*** SUPPLIED PASSAGE

Rayner Spencer Mills Research (RSMR) is an independent research company specialising in rating, comparing and analysing the full range of funds and products available in the UK. The following extracts are from the firm's review of the Baillie Gifford Managed Fund, the full version of which may be read here
Fund and objectives
The Baillie Gifford Managed fund is a multi-asset fund investing in equities, bonds and cash. Interestingly, the fund does not invest in direct property, as Baillie Gifford believes it has no expertise in this area. Fund size as at the end of November 2014 was around £945m with approximately £3bn in wider multi-asset balanced mandates.
There is also £2.5bn in ex-bond portfolios, meaning the multi-asset team roughly look after £5bn. The fund sits in the Investment Association (IA) Mixed 40-85% sector, which is viewed as something to measure the fund against rather than a fixed point for asset allocation. The annual management charge, at 0.4%, is relatively low cost with an overall ongoing charge of 0.44%.
RSMR on the Mixed Investment 40-85% Shares sector
At the time of writing, the IA Mixed Investment 40-85% Shares sector contains 145 funds from approximately 90 different fund providers, thereby offering investors and advisers a significant number of investment choices. In addition, the IA sector definition allows for a wide variety of investment strategies within this sector. There are a small number of stated constraints, which are as follows:
* A maximum of 85% invested in equities, which includes convertibles
* A minimum of 40% in equities, which includes convertibles
* No minimum fixed income or cash requirement
* Minimum 50% invested in established market currencies (US dollar, euro, sterling), of which 25% must be in sterling
* The sterling requirement includes assets hedged back to sterling
Given the above, in theory, investment strategies could range from a 40% equity / 60% cash allocation through to a 85% equity / 15% ‘others’ (for example, commodities) / 0% cash allocation, and all connotations in between.
There are a variety of methods with which fund managers and fund management groups can implement their investment strategies, whether this be through an unfettered multimanager/fund of funds, fettered (only invest in internal funds) or directly invested approach. Also, the option of using passive and/or active investment strategies, both in terms of the overall asset allocation and the underlying investments, provides further investment strategy options, plus there are the more standard income and/or capital growth strategies.
All of these points mean it is important to fully understand a particular fund’s aims and objectives, overall investment strategy, investment process, asset class exposure, parameters and so forth before selecting an appropriate fund.

******
*** SUPPLIED INFORMATION

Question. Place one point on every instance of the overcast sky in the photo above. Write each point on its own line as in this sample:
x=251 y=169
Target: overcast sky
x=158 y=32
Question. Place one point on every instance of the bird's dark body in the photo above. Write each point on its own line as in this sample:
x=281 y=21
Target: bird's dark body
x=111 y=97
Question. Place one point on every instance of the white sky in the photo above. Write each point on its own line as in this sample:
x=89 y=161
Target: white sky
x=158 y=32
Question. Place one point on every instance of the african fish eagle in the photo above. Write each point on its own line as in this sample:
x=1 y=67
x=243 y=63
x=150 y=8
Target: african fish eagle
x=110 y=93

******
*** SUPPLIED INFORMATION

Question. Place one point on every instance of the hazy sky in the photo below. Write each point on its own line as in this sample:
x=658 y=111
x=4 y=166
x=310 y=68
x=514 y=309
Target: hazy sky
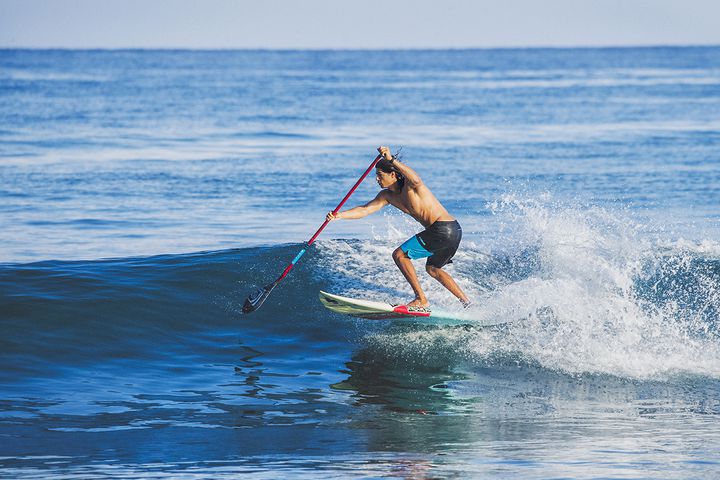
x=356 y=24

******

**STATED EXERCISE:**
Please answer these from the fund review:
(a) What annual management charge does the Baillie Gifford Managed fund have?
(b) How many funds does the IA Mixed Investment 40-85% Shares sector contain?
(c) Why does the fund not invest in direct property?
Use only the fund review to answer.

**PROBLEM SOLUTION:**
(a) 0.4%
(b) 145
(c) Baillie Gifford believes it has no expertise in this area.